Render each line of the listing below as a JSON list of strings, one string per line, omitting blank lines and leaving out the pictures.

### Material provided
━━━━━━━━
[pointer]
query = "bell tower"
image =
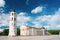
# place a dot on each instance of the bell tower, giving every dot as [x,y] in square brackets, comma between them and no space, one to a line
[12,24]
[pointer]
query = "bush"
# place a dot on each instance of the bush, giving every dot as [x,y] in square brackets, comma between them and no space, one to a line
[18,31]
[54,31]
[5,32]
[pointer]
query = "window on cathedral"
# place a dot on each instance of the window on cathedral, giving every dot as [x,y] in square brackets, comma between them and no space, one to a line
[12,13]
[12,18]
[15,19]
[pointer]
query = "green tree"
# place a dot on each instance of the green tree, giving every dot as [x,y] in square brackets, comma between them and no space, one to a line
[5,32]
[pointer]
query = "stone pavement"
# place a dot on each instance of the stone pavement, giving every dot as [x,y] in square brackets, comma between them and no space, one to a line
[50,37]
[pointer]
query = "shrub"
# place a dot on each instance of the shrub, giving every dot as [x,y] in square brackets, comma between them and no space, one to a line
[18,31]
[54,31]
[5,32]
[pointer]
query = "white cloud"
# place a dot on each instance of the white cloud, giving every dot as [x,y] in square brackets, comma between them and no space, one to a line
━━━━━━━━
### Exercise answer
[
  "[pointer]",
  "query = \"bell tower\"",
  "image =",
  "# place a dot on each instance of the bell tower, giving every dot as [x,y] in square brackets, comma between them and no space, one to a line",
  "[12,24]",
  "[pointer]",
  "query = \"bush\"",
  "# place a dot on each instance of the bush, giving every dot as [x,y] in square brackets, comma between them and no space, one to a line",
  "[18,31]",
  "[54,31]",
  "[5,32]",
  "[pointer]",
  "query = \"window on cathedral\"",
  "# place a dot on each instance of the window on cathedral, giving every dot as [x,y] in square brackets, comma between them and no space, one to a line",
  "[12,13]",
  "[12,18]",
  "[15,19]",
  "[pointer]",
  "query = \"green tree\"",
  "# place a dot on each instance of the green tree, giving every dot as [x,y] in square brackets, comma between them and no space, one to a line",
  "[5,32]",
  "[pointer]",
  "query = \"stone pavement\"",
  "# place a dot on each instance of the stone pavement, giving every dot as [x,y] in square brackets, comma between them and no space, one to a line",
  "[50,37]",
  "[pointer]",
  "query = \"shrub\"",
  "# place a dot on each instance of the shrub, giving every dot as [x,y] in square brackets, comma between them and no space, one to a line",
  "[18,31]",
  "[54,31]",
  "[5,32]",
  "[pointer]",
  "query = \"white cloud\"",
  "# place a dot on each instance of the white cloud, giving every dot as [x,y] in square brackets, comma between them and no space, one to a line"
]